Problem requirements
Rewrite all the records below, putting "hallway traffic survey" wherever "corridor-flow study" appears and leaving everything else unchanged. Omit the pictures from your answer.

___ The records

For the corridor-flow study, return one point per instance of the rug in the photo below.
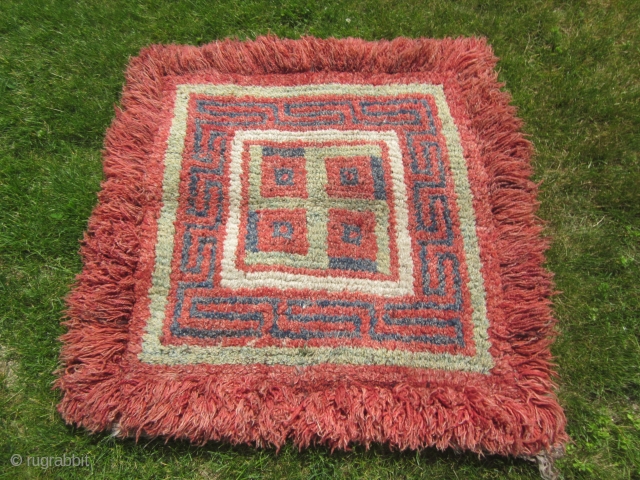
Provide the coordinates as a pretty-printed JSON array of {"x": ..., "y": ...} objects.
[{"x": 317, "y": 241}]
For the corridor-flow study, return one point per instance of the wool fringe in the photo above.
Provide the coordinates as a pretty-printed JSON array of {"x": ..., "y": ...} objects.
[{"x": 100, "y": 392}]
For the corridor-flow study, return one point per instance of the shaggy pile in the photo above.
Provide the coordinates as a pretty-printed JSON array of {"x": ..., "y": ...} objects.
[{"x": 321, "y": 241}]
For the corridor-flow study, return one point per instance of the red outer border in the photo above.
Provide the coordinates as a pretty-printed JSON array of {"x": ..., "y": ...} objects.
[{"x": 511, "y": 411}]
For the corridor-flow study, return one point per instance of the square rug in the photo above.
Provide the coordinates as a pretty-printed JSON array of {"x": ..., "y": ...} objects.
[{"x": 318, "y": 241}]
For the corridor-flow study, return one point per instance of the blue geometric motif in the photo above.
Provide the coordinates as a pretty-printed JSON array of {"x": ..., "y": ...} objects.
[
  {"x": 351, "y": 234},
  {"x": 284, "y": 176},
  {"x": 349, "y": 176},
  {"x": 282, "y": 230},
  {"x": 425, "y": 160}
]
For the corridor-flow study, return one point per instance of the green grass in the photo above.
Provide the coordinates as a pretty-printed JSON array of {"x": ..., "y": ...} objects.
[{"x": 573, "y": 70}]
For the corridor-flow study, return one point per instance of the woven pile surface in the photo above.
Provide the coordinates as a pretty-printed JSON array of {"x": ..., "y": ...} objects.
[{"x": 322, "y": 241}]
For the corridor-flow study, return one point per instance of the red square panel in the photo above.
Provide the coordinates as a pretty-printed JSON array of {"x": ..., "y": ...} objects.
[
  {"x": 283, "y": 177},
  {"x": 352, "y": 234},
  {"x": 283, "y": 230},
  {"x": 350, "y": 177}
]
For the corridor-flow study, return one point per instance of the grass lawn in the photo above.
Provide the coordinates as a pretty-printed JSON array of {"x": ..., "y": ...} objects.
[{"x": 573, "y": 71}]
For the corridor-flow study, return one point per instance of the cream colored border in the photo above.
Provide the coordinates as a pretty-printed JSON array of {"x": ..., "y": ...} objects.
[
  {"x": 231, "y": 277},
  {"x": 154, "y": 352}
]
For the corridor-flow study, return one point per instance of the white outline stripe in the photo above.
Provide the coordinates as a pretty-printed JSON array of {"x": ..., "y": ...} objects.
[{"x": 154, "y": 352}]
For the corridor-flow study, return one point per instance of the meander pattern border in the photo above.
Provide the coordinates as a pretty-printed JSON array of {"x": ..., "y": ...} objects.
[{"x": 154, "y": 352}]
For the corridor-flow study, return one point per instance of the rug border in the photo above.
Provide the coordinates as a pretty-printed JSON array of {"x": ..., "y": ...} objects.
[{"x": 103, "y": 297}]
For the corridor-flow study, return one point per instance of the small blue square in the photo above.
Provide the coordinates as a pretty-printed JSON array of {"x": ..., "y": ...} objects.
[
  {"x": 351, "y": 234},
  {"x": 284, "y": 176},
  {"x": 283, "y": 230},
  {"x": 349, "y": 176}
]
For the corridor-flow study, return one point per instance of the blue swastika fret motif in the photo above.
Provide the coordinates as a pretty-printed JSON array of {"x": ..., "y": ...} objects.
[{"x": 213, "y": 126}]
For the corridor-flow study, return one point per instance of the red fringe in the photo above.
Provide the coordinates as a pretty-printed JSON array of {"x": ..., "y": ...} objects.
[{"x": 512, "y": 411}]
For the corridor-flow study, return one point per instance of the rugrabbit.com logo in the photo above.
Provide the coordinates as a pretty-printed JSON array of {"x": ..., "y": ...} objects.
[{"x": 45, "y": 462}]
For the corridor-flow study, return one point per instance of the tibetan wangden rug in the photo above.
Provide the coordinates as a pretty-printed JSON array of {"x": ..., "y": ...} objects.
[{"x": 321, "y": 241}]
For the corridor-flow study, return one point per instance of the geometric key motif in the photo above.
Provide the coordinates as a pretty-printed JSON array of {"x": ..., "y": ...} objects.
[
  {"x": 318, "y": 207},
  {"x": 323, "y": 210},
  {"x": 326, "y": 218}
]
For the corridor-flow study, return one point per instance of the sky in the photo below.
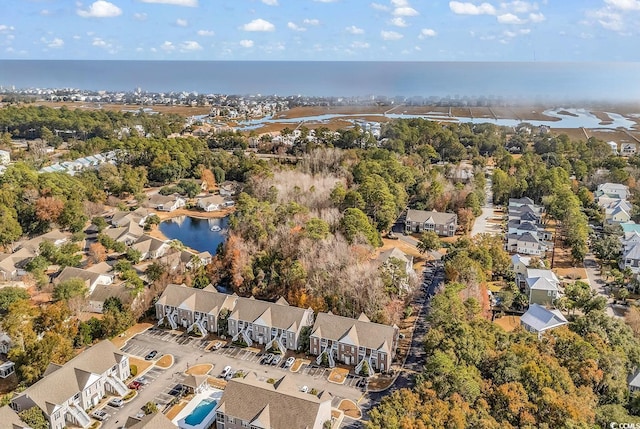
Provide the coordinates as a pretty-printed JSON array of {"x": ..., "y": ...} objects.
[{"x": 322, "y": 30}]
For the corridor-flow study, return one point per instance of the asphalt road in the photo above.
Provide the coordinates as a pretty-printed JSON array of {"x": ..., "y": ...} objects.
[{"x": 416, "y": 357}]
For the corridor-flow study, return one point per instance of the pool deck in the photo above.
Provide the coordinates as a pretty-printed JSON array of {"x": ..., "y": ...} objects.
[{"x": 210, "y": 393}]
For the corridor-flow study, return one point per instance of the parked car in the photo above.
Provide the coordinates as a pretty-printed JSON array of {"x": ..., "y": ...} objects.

______

Exercise output
For the hallway traffic survey, return one point per instance of the rug in the photo below.
Provide the coordinates as a pretty-printed JSON array of {"x": ..., "y": ...} objects.
[{"x": 317, "y": 241}]
For the hallway traffic survey, return one point per instance of the wool fringe in the photo above.
Provide the coordinates as a pretty-printed JSON array of {"x": ..., "y": ...} objects.
[{"x": 100, "y": 392}]
For the hallway traffic survey, return one point per instance of the shaggy pile in the photo above.
Provide the coordinates as a pretty-printed JSON array of {"x": ..., "y": ...} objects.
[{"x": 321, "y": 241}]
For the hallway traffic survey, return one point per instance of the red outer border in the photo above.
Provide the coordinates as a pretty-printed JSON array of {"x": ..., "y": ...} objects.
[{"x": 511, "y": 411}]
For the hallway traffic survey, return one point per instance of the square rug in the photo above.
Provide the coordinates as a pretty-printed JSON array of {"x": ..., "y": ...} objects.
[{"x": 318, "y": 241}]
For the hallway traffic survey, return one point per instance of the blue geometric motif in the photo above.
Provide the coordinates as a pretty-printed JSON array of {"x": ..., "y": ...} objects.
[
  {"x": 351, "y": 234},
  {"x": 284, "y": 176},
  {"x": 349, "y": 176},
  {"x": 282, "y": 230},
  {"x": 425, "y": 160}
]
For the hallway traffic survey, return one point per instance of the green grass in the photo above.
Provide the coordinates as a pretty-printed JSON array of {"x": ..., "y": ...} objects.
[{"x": 573, "y": 70}]
For the hallway traffic survey, return one point per instance of the woven pile surface in the photo above.
Provide the coordinates as a pretty-printed JSON array of {"x": ..., "y": ...} objects.
[{"x": 322, "y": 241}]
For the hallway traffic survey, return one point per instance of the red square panel in the photo above.
Provide the coordinates as a pretty-printed JSON array of {"x": ..., "y": ...} objects.
[
  {"x": 283, "y": 177},
  {"x": 352, "y": 234},
  {"x": 283, "y": 230},
  {"x": 350, "y": 177}
]
For the hallway traffic survey, return one point per instance of the grass lawn in the photo above.
Provide the coordinates as a pretty-printed JSON array of {"x": ..., "y": ...} objects.
[{"x": 573, "y": 71}]
For the hallway traffic survey, return one point per instance of the cream colored border in the photo above.
Provide the coordinates as a pretty-printed JSON array of {"x": ..., "y": ...} objects.
[
  {"x": 231, "y": 277},
  {"x": 154, "y": 352}
]
For the hallway traffic survey, return one point per instance of the white outline stripe in the photo above.
Provide the coordinates as a pretty-printed JSON array of {"x": ..., "y": ...} objects.
[{"x": 154, "y": 352}]
For the hallway traffic survey, return one point per instance of the meander pattern border in the photo above.
Provide the coordinates as a pretty-printed JSON array of {"x": ..., "y": ...} objects.
[{"x": 154, "y": 352}]
For the hallway traffic survey, return one point per instance of the rug border in the photo above.
Provide the coordinates as a pretty-printed JSON array of {"x": ..., "y": ...} objects.
[{"x": 103, "y": 297}]
For the hallway traffic survey, return one point per instance of the small blue square in the photo above.
Provide the coordinates as a pretty-printed JSON array of {"x": ..., "y": ...} objects.
[
  {"x": 351, "y": 234},
  {"x": 284, "y": 176},
  {"x": 283, "y": 230},
  {"x": 349, "y": 176}
]
For the hallway traffic survey, return one point per instance of the blue swastika fret motif in the photo above.
Provide the coordinates as a pretty-printed JSON array of {"x": ..., "y": ...} objects.
[{"x": 213, "y": 126}]
For the hallway traffic survey, return one point per instance of the red fringe in the photo above.
Provide the coordinates as a pretty-printed JSON array of {"x": ..., "y": ...} objects.
[{"x": 512, "y": 411}]
For the hallway traffic survey, return one point per instance of the rugrabbit.com logo in the photo above.
Provide the coordinates as a pretty-printed JSON array of {"x": ..., "y": ...} objects.
[{"x": 45, "y": 462}]
For the hallway traffic survey, return one point per instance of the tibetan wangden rug in the photo above.
Provide the coordinates as a pretty-printed JSON array of {"x": ..., "y": ...} objects.
[{"x": 321, "y": 241}]
For the hallway traffic survey, return one point per instance of the geometric key motif in the photo above.
Provide the coordinates as a pretty-printed JSON array of {"x": ..., "y": ...} objects.
[
  {"x": 318, "y": 207},
  {"x": 323, "y": 210},
  {"x": 326, "y": 218}
]
For the hallway traffic survey, return one point per instance of the sky in the photo below.
Provide the coordinates as a pretty-printed JSON array of {"x": ..., "y": ...} objects.
[{"x": 322, "y": 30}]
For the hallway traffic survey, return one point per instance of the asphalt road in the photo above.
Provide the coordinates as a pretty-printed JSON array of {"x": ..., "y": ...} objects.
[{"x": 416, "y": 357}]
For the hallway traffic survey, return one point per instance of the pool deck in the photo above.
Provide the coordinates as a pretty-printed JSON array of {"x": ..., "y": ...} objects.
[{"x": 210, "y": 393}]
For the hallway traffic survey, return one point per instance of the parked car in the photo above.
Provide the coordinates as a pretty-printed JSON array of {"x": ..., "y": ...} objects.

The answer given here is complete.